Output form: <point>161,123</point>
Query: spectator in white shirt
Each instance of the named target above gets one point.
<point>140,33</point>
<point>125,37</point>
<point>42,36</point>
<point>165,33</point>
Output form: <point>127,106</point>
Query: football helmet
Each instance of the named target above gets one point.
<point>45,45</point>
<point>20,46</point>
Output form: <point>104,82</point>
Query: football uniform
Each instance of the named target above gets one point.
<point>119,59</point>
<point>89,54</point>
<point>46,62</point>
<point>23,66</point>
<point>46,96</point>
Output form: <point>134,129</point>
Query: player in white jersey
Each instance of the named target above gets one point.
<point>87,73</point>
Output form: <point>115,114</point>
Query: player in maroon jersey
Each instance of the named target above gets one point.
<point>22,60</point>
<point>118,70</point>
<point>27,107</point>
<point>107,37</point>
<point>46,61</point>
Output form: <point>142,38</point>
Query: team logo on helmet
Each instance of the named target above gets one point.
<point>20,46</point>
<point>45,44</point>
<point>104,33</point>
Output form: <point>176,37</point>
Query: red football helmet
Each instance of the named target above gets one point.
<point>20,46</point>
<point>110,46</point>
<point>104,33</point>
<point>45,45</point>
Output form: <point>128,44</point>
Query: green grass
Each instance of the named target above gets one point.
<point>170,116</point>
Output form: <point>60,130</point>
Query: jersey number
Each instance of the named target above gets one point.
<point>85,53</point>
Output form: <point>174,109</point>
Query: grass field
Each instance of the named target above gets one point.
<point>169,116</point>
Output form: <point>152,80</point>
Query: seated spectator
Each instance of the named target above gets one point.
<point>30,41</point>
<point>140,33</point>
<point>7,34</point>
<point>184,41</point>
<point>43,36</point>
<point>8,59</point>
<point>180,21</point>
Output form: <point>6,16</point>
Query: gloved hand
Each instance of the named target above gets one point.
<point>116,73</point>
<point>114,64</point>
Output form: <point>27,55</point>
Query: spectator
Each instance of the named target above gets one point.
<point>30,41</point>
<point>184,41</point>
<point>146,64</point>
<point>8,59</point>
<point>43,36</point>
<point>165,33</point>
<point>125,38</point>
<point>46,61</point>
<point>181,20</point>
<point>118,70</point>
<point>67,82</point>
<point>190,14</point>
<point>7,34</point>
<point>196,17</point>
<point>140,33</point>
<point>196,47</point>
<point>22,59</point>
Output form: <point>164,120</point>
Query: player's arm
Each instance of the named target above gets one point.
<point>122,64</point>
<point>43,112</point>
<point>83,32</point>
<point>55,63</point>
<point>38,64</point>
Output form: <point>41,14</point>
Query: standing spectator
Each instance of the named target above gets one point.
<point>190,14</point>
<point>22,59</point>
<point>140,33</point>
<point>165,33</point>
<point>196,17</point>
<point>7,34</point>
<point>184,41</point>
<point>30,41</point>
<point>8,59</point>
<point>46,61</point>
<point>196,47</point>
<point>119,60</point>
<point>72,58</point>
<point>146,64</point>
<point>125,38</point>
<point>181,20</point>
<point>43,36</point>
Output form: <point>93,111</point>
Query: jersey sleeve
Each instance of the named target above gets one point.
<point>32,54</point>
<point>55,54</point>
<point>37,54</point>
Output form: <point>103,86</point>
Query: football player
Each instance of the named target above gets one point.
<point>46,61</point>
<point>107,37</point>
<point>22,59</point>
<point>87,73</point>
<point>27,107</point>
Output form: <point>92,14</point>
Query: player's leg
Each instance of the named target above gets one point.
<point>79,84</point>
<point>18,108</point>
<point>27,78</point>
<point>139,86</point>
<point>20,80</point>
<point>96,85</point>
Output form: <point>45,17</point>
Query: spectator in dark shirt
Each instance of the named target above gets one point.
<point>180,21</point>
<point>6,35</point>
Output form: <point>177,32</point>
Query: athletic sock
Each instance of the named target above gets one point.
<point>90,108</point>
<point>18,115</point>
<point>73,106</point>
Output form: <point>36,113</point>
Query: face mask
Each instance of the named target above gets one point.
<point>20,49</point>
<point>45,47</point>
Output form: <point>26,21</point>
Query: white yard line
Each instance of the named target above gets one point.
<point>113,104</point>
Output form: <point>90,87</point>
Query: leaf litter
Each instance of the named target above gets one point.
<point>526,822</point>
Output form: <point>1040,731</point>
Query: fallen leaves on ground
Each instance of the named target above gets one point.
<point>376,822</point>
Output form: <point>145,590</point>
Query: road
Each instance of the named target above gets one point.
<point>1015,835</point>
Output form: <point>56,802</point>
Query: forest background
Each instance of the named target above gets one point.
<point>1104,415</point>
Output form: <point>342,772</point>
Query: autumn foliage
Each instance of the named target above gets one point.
□ □ □
=== Task item ===
Every line that holds the string "shirt" must be copied from the records above.

=== Final answer ===
Query: spectator in white shirt
Query: spectator in dark shirt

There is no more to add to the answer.